• **What you have to do**
Update the EcoHelmet article: reproduce everything from "As a recent" down to "not in use.", replacing "safety equipment" with "protective gear".

• **Selected passage**
= = = = =
The James Dyson Award has become a staple of the STEM calendar, highlighting some of the most creative and useful inventions over the past year. 2016 was Isis Shiffer’s year.

As a recent graduate from the Pratt Institute of Design in New York City, Shiffer set out to address the problem faced by bike-share programmes around the world, like the Dublinbikes one in Ireland.

Cheap to produce

While more and more people are signing up to such schemes, the fact that the vast majority do not offer safety equipment like helmets raises serious concerns.

That is why Shiffer developed a device called the EcoHelmet, which uses a unique honeycomb configuration to protect the head from impact, and folds flat when not in use.

This design distributes any impact evenly around the head as effectively as a traditional polystyrene helmet and due to the radial nature of the cells, it will protect the user from a blow coming from any direction.

The EcoHelmet is also covered in a biodegradable coating, making it resistant to rain for up to three hours.

Due to its use of inexpensive materials, Shiffer expects that she will be able to sell them for around $5 per helmet.

Speaking of her design, she said: “I was lucky enough to be studying at Royal College of Art and the Imperial College of London for a semester, and was granted access to Imperial’s crash lab.”

Runners-up also revealed

According to Shiffer, “They had a European standard helmet crash set-up that allowed me to gather enough data on EcoHelmet’s proprietary honeycomb configuration, to know it was viable and worth developing.”

James Dyson himself also spoke after the announcement saying: “EcoHelmet solves an obvious problem in an incredibly elegant way.

“But its simplicity belies an impressive amount of research and development. I look forward to seeing EcoHelmets used in bike shares across the world.”

Two runners-up for the award were also revealed, including nanotechnology engineer Huayi Gao, who developed a smart contact lens with a sensor that can continuously monitor its user’s glucose levels.

The second runner-up was Katherine Kawecki, who developed Respia, an asthma management system that tracks and records the user’s respiratory health and medication use.

Unfortunately missing out on the final three was the Hydro-FLOcean (H-FLO) from Cork Institute of Technology, which prevents accidental drownings among work crews.
= = = = =
(Records excerpted from a collection)
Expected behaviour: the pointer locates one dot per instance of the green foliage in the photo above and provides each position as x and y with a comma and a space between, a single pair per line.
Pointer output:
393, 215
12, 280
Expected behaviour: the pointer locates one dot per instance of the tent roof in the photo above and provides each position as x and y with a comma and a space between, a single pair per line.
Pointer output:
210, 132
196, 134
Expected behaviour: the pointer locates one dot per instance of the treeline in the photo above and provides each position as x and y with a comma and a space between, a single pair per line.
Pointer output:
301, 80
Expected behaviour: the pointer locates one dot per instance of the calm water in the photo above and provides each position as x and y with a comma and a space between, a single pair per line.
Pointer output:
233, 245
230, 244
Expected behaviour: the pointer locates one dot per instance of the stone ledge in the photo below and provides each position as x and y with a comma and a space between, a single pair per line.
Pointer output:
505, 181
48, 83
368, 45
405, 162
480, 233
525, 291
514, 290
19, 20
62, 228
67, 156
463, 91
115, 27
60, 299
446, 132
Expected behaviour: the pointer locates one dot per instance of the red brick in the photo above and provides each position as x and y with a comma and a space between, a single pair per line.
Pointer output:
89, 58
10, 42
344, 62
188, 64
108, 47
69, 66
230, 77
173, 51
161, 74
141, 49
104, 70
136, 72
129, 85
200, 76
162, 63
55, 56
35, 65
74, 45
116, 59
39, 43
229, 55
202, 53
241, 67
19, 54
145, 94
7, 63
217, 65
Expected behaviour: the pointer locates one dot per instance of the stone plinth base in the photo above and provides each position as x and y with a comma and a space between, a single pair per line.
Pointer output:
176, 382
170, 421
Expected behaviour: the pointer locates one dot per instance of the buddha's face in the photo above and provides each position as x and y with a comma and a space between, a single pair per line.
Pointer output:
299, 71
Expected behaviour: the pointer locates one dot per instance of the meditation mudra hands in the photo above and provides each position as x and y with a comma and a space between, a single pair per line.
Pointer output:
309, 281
= = = = =
• **Task result**
As a recent graduate from the Pratt Institute of Design in New York City, Shiffer set out to address the problem faced by bike-share programmes around the world, like the Dublinbikes one in Ireland.

Cheap to produce

While more and more people are signing up to such schemes, the fact that the vast majority do not offer protective gear like helmets raises serious concerns.

That is why Shiffer developed a device called the EcoHelmet, which uses a unique honeycomb configuration to protect the head from impact, and folds flat when not in use.